▶ **DATASET ENTRIES**
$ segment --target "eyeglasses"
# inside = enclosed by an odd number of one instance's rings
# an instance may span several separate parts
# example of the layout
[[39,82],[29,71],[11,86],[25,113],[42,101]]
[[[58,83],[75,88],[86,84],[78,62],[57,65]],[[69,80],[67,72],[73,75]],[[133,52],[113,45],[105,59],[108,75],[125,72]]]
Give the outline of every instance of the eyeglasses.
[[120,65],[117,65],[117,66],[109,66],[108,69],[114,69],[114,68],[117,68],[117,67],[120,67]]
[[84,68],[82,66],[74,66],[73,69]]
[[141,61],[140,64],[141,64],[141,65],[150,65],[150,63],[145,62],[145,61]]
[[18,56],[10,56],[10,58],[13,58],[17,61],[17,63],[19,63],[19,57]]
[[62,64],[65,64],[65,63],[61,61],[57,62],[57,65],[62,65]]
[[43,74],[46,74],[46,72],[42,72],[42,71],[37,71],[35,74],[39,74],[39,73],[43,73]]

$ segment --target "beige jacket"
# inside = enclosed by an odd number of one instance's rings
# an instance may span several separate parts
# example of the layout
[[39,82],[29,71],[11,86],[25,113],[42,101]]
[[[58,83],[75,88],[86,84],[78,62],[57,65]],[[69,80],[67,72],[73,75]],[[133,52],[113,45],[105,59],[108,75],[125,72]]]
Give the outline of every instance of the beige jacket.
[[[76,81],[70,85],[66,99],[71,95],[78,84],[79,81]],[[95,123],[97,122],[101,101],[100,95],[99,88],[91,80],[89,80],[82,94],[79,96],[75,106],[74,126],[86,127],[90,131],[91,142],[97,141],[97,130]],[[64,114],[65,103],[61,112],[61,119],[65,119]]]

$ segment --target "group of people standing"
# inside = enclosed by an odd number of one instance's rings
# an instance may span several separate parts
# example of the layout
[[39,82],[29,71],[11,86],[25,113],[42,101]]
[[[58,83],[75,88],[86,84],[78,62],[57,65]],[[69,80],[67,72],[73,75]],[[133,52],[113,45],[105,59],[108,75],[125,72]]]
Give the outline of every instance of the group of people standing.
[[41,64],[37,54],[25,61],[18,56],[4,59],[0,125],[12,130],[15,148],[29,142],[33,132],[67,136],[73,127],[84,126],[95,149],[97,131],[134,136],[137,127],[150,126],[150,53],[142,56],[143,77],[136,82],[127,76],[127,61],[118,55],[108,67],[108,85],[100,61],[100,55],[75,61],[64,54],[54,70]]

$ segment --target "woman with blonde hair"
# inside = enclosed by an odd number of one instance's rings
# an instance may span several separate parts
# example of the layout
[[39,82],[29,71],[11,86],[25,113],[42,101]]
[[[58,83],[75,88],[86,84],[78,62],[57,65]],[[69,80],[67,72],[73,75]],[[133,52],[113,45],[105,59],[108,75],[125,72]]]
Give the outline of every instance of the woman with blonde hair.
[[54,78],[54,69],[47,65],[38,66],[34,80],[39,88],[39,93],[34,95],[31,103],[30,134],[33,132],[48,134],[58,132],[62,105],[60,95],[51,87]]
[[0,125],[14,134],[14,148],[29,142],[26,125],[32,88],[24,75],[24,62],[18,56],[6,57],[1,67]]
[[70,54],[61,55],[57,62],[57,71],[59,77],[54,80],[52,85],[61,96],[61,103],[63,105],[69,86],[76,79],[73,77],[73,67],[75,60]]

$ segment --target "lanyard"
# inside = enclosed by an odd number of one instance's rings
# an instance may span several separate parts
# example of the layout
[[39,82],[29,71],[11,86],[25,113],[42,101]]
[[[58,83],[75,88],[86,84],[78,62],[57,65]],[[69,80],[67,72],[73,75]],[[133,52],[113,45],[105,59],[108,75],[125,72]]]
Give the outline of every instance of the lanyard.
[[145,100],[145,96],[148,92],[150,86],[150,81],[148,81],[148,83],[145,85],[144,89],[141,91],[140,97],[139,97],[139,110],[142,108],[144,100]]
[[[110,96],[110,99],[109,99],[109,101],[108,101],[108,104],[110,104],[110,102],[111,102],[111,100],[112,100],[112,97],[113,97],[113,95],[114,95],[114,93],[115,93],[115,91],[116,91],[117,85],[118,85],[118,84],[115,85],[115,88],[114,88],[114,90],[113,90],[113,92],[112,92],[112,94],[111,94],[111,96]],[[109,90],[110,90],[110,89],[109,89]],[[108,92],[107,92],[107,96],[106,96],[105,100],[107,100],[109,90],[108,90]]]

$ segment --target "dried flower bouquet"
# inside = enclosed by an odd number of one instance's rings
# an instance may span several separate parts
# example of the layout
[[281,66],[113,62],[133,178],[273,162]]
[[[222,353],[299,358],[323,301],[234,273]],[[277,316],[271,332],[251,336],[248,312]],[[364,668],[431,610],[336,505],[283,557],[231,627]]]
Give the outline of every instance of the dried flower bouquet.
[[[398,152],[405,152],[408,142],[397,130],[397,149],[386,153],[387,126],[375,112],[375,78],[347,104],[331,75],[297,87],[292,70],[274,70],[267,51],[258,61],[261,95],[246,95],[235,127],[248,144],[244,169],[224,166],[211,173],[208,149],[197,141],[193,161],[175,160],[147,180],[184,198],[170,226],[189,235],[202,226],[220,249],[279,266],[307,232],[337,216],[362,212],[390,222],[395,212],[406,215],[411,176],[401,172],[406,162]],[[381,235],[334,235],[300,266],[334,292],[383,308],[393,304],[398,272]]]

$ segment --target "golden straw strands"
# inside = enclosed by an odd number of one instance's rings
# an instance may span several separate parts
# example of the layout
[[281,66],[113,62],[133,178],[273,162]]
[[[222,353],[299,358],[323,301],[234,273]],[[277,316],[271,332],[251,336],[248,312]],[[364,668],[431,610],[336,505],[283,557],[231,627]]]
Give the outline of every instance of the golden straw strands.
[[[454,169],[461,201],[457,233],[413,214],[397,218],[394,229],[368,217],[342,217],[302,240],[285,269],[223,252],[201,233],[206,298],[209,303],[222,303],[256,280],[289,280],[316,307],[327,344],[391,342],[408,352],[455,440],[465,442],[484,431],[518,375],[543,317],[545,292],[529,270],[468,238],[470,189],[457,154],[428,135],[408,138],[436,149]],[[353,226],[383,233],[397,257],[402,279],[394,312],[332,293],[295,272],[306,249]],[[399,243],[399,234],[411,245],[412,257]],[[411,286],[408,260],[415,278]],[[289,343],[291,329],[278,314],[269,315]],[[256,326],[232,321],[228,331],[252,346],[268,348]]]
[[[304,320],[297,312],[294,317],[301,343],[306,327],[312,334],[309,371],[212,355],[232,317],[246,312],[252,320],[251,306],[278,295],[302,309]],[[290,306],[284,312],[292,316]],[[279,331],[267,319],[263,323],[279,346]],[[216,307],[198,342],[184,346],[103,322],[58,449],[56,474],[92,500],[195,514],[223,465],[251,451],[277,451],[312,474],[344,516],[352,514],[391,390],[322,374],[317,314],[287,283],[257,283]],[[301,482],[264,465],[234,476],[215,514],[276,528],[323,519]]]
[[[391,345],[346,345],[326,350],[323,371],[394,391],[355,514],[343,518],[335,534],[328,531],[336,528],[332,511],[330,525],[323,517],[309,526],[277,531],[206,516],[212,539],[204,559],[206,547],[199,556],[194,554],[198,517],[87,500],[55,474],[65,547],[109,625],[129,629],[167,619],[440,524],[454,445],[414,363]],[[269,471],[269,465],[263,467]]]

▶ **EXERCISE DESCRIPTION**
Give back the whole listing exactly as it reads.

▶ **RESPONSE**
$ segment --target "eyeglasses"
# inside = enclosed by an odd number of one instance's rings
# an instance may span several separate parts
# example of the layout
[[39,82],[29,71],[11,86],[25,113],[42,101]]
[[[58,83],[75,88],[86,84],[78,62],[57,65]],[[69,80],[67,72],[73,75]],[[133,52],[113,45],[105,59],[108,75],[125,72]]]
Give the outline of every instance of the eyeglasses.
[[120,65],[117,65],[117,66],[109,66],[108,69],[114,69],[114,68],[117,68],[117,67],[120,67]]
[[84,68],[82,66],[74,66],[73,69]]
[[141,61],[140,64],[141,64],[141,65],[150,65],[150,63],[145,62],[145,61]]
[[18,56],[10,56],[10,58],[13,58],[17,61],[17,63],[19,63],[19,57]]
[[62,64],[65,64],[65,63],[61,61],[57,62],[57,65],[62,65]]
[[43,74],[46,74],[46,72],[42,72],[42,71],[37,71],[35,74],[39,74],[39,73],[43,73]]

$ segment --target "beige jacket"
# inside = enclosed by an odd number of one instance's rings
# an instance may span several separate parts
# example of the layout
[[39,82],[29,71],[11,86],[25,113],[42,101]]
[[[58,83],[75,88],[86,84],[78,62],[57,65]],[[69,80],[67,72],[73,75]],[[133,52],[113,45],[105,59],[108,75],[125,72]]]
Give the outline of every instance of the beige jacket.
[[[76,81],[70,85],[66,99],[71,95],[78,84],[79,81]],[[95,123],[97,122],[101,101],[100,95],[99,88],[91,80],[89,80],[82,94],[79,96],[75,106],[74,126],[86,127],[90,131],[91,142],[97,141],[97,130]],[[64,114],[65,103],[61,112],[61,119],[65,119]]]

$ segment --target "group of people standing"
# inside = enclosed by an odd number of one instance's rings
# an instance may span several separate parts
# example of the layout
[[39,82],[29,71],[11,86],[25,113],[42,101]]
[[[58,83],[75,88],[86,84],[78,62],[57,65]],[[69,80],[67,72],[73,75]],[[133,52],[113,45],[105,59],[108,75],[125,72]]]
Give the outline of every instance of the group of people standing.
[[41,64],[37,54],[25,61],[18,56],[4,59],[0,125],[12,130],[15,148],[29,142],[33,132],[67,136],[73,127],[84,126],[95,149],[97,131],[134,136],[137,127],[150,126],[150,53],[142,56],[143,77],[136,82],[127,76],[127,61],[118,55],[108,67],[108,85],[100,61],[100,55],[75,61],[64,54],[54,70]]

$ segment --target "woman with blonde hair"
# inside = enclosed by an odd number of one instance's rings
# an instance may span several separate parts
# example of the layout
[[39,82],[29,71],[11,86],[25,113],[42,101]]
[[[58,83],[75,88],[86,84],[78,62],[57,65]],[[69,80],[67,72],[73,75]],[[133,52],[113,45],[105,59],[108,75],[125,72]]]
Give the outline of every instance of the woman with blonde hair.
[[54,78],[54,69],[47,65],[38,66],[34,80],[39,88],[39,93],[34,95],[31,103],[30,134],[33,132],[48,134],[58,132],[62,105],[60,95],[51,87]]
[[0,125],[14,134],[14,148],[29,142],[26,125],[32,88],[24,75],[24,62],[18,56],[6,57],[1,67]]
[[70,54],[61,55],[57,62],[57,71],[59,77],[54,80],[52,85],[61,96],[61,103],[63,105],[69,86],[76,79],[73,77],[73,67],[75,60]]

$ segment --target "lanyard"
# inside = enclosed by an odd number of one instance's rings
# an instance may span several separate parts
# example of the layout
[[39,82],[29,71],[11,86],[25,113],[42,101]]
[[[58,83],[75,88],[86,84],[78,62],[57,65]],[[69,80],[67,72],[73,75]],[[133,52],[113,45],[105,59],[108,75],[125,72]]]
Give the outline of every instance of the lanyard.
[[145,100],[145,96],[148,92],[150,86],[150,81],[148,81],[148,83],[145,85],[144,89],[141,91],[140,97],[139,97],[139,110],[142,108],[144,100]]
[[[110,96],[110,99],[109,99],[109,101],[108,101],[108,104],[110,104],[110,102],[111,102],[111,100],[112,100],[112,97],[113,97],[113,95],[114,95],[114,93],[115,93],[115,91],[116,91],[117,85],[118,85],[118,84],[115,85],[115,88],[114,88],[114,90],[113,90],[113,92],[112,92],[112,94],[111,94],[111,96]],[[109,90],[110,90],[110,89],[109,89]],[[108,92],[107,92],[107,96],[106,96],[105,100],[107,100],[109,90],[108,90]]]

$ segment --target "dried flower bouquet"
# inside = enclosed by an odd number of one instance's rings
# an instance may span several separate parts
# example of the layout
[[281,66],[113,62],[133,178],[273,162]]
[[[222,353],[299,358],[323,301],[234,273]],[[277,316],[271,332],[251,336],[248,312]],[[364,668],[431,610],[336,505],[283,557],[231,627]]]
Give the outline of every instance of the dried flower bouquet.
[[[398,152],[405,152],[408,142],[397,130],[397,149],[386,153],[387,126],[375,112],[375,78],[347,104],[331,75],[297,87],[292,70],[274,70],[267,51],[258,61],[261,95],[246,95],[235,127],[248,144],[244,169],[224,166],[211,173],[208,149],[197,141],[193,161],[175,160],[147,180],[184,198],[170,226],[189,235],[202,226],[220,249],[279,266],[307,232],[337,216],[362,212],[390,222],[395,212],[406,215],[411,176],[401,172],[406,162]],[[381,235],[334,235],[300,266],[334,292],[383,308],[393,304],[398,272]]]

$ segment --target "golden straw strands"
# inside = enclosed by an odd number of one instance's rings
# an instance may span several separate parts
# example of the layout
[[281,66],[113,62],[133,178],[273,162]]
[[[222,353],[299,358],[323,301],[234,273]],[[277,316],[271,332],[251,336],[248,312]],[[364,668],[431,610],[336,505],[283,557],[231,627]]]
Give the outline of every instance of the golden straw strands.
[[[454,169],[461,201],[457,233],[413,214],[397,218],[394,229],[368,217],[342,217],[302,240],[285,269],[223,252],[201,233],[206,298],[209,303],[222,303],[256,280],[289,280],[316,307],[327,344],[391,342],[408,352],[455,440],[465,442],[484,431],[518,375],[543,317],[545,292],[529,270],[468,238],[470,189],[457,154],[428,135],[408,138],[436,149]],[[353,226],[383,233],[397,257],[402,279],[394,312],[332,293],[295,272],[306,249]],[[399,243],[399,234],[411,245],[412,257]],[[411,286],[408,260],[415,278]],[[289,343],[291,329],[278,314],[269,315]],[[256,326],[232,321],[228,331],[252,346],[268,348]]]
[[[304,320],[297,312],[294,317],[301,343],[306,327],[312,334],[309,371],[212,355],[232,317],[246,312],[252,320],[251,306],[278,295],[302,309]],[[290,306],[284,312],[292,316]],[[279,331],[267,319],[263,323],[279,346]],[[216,307],[198,342],[184,346],[103,322],[58,449],[56,474],[92,500],[195,514],[223,465],[251,451],[277,451],[312,474],[344,516],[352,514],[391,390],[322,374],[317,314],[287,283],[257,283]],[[301,482],[264,465],[234,476],[215,514],[276,528],[323,519]]]
[[[391,345],[346,345],[326,350],[323,371],[394,391],[355,514],[343,518],[335,534],[328,531],[336,528],[332,511],[330,525],[323,517],[309,526],[277,531],[206,516],[212,539],[204,559],[206,547],[199,556],[194,554],[198,517],[87,500],[55,474],[65,547],[109,625],[129,629],[167,619],[440,524],[454,445],[414,363]],[[269,471],[269,465],[263,467]]]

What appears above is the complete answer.